Short task |
Gather each line of the records below that contains the word "foliage".

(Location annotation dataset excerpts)
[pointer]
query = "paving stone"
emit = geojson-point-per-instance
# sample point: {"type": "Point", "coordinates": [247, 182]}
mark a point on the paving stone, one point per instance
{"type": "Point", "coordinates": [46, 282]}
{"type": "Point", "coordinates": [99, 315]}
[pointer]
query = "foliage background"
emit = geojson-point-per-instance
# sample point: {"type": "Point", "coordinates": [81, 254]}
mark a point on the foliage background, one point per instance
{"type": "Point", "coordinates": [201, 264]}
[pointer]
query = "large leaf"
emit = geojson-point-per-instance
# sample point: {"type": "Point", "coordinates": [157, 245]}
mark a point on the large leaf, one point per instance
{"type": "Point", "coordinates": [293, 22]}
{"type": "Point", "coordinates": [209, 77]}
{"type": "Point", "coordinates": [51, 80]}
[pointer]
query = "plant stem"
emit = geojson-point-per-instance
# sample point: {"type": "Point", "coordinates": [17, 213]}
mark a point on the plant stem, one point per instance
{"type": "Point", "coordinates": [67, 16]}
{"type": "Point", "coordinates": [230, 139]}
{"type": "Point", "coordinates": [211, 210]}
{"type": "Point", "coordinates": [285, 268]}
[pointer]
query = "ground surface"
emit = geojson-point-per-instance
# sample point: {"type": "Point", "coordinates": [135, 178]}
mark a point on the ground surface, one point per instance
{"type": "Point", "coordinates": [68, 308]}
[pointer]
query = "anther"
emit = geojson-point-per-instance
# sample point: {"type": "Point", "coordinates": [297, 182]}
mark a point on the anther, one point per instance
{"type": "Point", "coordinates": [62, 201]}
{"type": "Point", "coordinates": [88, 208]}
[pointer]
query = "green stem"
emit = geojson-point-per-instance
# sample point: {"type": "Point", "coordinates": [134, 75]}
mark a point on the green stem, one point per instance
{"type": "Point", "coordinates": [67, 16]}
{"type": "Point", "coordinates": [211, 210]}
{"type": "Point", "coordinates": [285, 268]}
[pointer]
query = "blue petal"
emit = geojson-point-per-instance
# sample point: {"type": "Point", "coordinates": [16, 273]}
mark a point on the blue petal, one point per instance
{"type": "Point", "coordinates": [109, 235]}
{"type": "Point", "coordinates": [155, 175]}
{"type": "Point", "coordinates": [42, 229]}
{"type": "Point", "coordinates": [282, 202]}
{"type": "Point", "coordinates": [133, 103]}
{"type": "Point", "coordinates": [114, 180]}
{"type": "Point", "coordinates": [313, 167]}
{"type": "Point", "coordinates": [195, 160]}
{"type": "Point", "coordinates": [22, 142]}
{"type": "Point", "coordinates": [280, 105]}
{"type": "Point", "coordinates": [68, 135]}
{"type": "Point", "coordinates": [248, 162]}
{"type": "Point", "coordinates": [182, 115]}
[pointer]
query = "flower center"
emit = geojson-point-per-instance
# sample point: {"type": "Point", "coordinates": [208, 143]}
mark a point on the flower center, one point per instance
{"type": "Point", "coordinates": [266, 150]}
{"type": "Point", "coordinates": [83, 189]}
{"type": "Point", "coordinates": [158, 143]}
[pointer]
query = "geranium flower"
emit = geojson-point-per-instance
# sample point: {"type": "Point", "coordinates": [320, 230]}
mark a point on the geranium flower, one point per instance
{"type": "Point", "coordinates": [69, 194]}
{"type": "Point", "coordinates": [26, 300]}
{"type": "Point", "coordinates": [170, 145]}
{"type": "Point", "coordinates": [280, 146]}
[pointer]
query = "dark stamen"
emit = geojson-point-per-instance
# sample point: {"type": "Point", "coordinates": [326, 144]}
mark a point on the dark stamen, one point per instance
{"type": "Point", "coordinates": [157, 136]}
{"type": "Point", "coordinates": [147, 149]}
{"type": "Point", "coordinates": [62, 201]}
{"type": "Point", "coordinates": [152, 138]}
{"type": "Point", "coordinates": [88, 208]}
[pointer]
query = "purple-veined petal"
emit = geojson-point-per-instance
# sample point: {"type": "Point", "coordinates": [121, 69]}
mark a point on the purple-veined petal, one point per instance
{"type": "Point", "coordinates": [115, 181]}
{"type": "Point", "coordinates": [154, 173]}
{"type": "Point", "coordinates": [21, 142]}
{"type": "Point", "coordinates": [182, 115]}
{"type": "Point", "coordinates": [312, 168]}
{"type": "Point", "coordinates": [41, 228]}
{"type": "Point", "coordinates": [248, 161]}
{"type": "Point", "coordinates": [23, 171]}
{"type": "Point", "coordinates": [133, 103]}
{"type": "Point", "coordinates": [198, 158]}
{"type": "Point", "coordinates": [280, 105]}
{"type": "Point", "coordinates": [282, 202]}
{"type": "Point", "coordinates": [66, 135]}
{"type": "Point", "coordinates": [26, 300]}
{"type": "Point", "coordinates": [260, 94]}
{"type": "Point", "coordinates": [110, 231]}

Answer to the task |
query = "foliage background"
mark a point on the foliage background, one point per instance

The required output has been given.